PROBLEM TO SOLVE ▸ Copy out verbatim everything in the rows below, from the line containing "Report the location of each instance of the handbag" down to the final row, including both of those lines.

PROVIDED RECORDS ▸
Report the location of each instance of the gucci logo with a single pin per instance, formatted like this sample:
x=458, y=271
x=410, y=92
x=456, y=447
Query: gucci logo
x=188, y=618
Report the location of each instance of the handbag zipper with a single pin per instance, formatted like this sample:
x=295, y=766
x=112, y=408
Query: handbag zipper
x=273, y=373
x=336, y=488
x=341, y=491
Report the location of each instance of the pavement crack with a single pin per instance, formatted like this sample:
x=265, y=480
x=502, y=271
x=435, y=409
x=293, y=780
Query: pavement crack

RESPONSE TO THIS EXERCISE ▸
Report the location of each instance of the handbag zipper with a single pin per instance, formatted like this sample:
x=295, y=766
x=112, y=408
Query: handbag zipper
x=273, y=373
x=336, y=488
x=341, y=491
Report the location of each instance of the pavement crack with a single pin per instance, formatted like this sample:
x=265, y=480
x=502, y=271
x=435, y=409
x=293, y=780
Query: pavement crack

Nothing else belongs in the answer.